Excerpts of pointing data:
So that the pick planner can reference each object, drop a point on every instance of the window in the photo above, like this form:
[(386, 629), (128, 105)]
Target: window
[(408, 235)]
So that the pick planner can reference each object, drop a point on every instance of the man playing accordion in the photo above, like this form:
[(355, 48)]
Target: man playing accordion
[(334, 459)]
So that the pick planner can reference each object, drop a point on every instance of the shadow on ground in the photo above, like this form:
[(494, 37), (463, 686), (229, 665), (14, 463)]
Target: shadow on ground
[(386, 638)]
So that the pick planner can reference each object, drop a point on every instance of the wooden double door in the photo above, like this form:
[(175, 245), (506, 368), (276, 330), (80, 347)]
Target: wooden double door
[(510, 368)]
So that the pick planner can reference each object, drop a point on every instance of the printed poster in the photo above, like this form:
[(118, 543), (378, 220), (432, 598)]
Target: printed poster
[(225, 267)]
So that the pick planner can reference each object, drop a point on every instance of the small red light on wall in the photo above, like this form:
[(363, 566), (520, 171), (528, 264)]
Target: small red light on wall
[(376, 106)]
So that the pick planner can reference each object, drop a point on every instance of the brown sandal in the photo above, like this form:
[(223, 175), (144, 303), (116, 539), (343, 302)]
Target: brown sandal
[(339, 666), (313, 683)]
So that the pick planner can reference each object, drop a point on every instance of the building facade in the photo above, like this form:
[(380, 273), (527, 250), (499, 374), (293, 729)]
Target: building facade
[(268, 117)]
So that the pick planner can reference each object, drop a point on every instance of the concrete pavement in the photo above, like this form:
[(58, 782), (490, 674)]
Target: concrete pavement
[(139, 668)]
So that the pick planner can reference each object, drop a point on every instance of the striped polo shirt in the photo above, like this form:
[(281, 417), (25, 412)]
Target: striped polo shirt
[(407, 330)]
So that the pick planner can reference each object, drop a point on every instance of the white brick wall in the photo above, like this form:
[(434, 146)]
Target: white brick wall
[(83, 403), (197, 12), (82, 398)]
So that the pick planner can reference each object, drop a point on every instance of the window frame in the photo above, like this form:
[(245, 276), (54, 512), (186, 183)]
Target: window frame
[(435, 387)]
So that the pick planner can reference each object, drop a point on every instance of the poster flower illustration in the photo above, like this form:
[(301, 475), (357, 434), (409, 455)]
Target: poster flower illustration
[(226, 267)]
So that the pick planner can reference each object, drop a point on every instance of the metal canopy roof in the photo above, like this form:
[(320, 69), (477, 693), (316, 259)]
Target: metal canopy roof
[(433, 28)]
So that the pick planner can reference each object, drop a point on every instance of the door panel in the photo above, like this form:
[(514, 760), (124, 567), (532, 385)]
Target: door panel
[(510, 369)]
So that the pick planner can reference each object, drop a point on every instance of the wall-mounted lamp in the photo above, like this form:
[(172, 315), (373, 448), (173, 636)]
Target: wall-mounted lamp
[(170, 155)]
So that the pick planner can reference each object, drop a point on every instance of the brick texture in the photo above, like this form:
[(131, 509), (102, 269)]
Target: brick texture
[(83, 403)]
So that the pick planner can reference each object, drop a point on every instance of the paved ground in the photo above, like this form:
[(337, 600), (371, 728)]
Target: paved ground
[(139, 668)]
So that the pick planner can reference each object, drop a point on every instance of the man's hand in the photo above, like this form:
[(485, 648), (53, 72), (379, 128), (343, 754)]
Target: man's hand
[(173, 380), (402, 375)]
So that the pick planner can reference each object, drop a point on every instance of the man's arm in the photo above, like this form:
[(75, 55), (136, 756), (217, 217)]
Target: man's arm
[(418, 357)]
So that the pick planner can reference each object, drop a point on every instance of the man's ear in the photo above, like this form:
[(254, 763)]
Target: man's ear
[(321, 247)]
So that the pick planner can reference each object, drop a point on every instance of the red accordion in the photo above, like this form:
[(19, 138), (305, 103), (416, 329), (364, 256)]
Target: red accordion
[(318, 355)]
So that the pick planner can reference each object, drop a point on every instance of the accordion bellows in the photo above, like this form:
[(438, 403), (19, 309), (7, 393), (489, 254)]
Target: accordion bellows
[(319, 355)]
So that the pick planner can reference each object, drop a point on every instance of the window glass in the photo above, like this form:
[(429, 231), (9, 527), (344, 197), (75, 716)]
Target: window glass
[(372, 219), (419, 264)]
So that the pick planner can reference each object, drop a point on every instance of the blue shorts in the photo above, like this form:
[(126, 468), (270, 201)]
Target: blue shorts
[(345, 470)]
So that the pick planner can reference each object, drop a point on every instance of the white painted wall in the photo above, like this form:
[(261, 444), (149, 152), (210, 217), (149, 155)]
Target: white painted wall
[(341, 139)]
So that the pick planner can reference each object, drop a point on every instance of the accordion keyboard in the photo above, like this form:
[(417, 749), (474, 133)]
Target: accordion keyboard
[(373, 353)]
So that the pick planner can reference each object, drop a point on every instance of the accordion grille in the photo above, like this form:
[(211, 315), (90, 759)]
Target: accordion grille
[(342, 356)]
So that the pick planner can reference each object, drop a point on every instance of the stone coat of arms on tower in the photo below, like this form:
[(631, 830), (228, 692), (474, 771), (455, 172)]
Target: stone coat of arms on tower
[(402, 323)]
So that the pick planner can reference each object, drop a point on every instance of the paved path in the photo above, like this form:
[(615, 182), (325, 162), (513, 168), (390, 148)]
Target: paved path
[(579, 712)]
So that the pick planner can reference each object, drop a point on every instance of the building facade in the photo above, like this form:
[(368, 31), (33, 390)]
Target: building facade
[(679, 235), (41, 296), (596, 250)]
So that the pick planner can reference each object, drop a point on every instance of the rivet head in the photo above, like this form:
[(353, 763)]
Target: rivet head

> **The problem**: Repeat only the lines from the one holding "of the blue" through the last line of the data.

> **Answer below**:
So that the pick planner can reference each object, drop a point on every instance of the blue shorts in the photo above, like this form:
[(126, 468), (270, 201)]
Target: blue shorts
[(345, 470)]
So that the pick planner can reference each object, drop a point on every instance of the white painted wall in the photo above, like this form:
[(261, 444), (149, 152), (210, 217), (149, 155)]
Target: white painted wall
[(341, 139)]
So that the pick planner can reference each object, drop a point on every instance of the accordion keyboard in the photo above, like this form:
[(417, 749), (474, 133)]
Target: accordion keyboard
[(373, 353)]
So that the pick planner can reference each object, drop a point on every instance of the accordion grille in the photo above, like this form:
[(211, 315), (90, 759)]
Target: accordion grille
[(342, 356)]
So that the pick planner can reference each object, drop a point on every instance of the stone coat of arms on tower in the photo below, like this form:
[(631, 830), (228, 692), (474, 771), (455, 172)]
Target: stone coat of arms on tower
[(402, 323)]
So that the pick planner can reference each object, drop a point on every instance of the paved path in the photo above, like this form:
[(615, 182), (325, 162), (513, 168), (390, 148)]
Target: paved path
[(579, 712)]
So that the pick planner can reference each object, drop a point on every instance of the building facade in the photo above, like this form:
[(368, 31), (33, 390)]
Target: building facade
[(679, 235), (41, 296), (596, 250)]
So that the pick planner can reference each object, drop a point on every instance of the rivet head in the photo above, like this form:
[(353, 763)]
Target: rivet head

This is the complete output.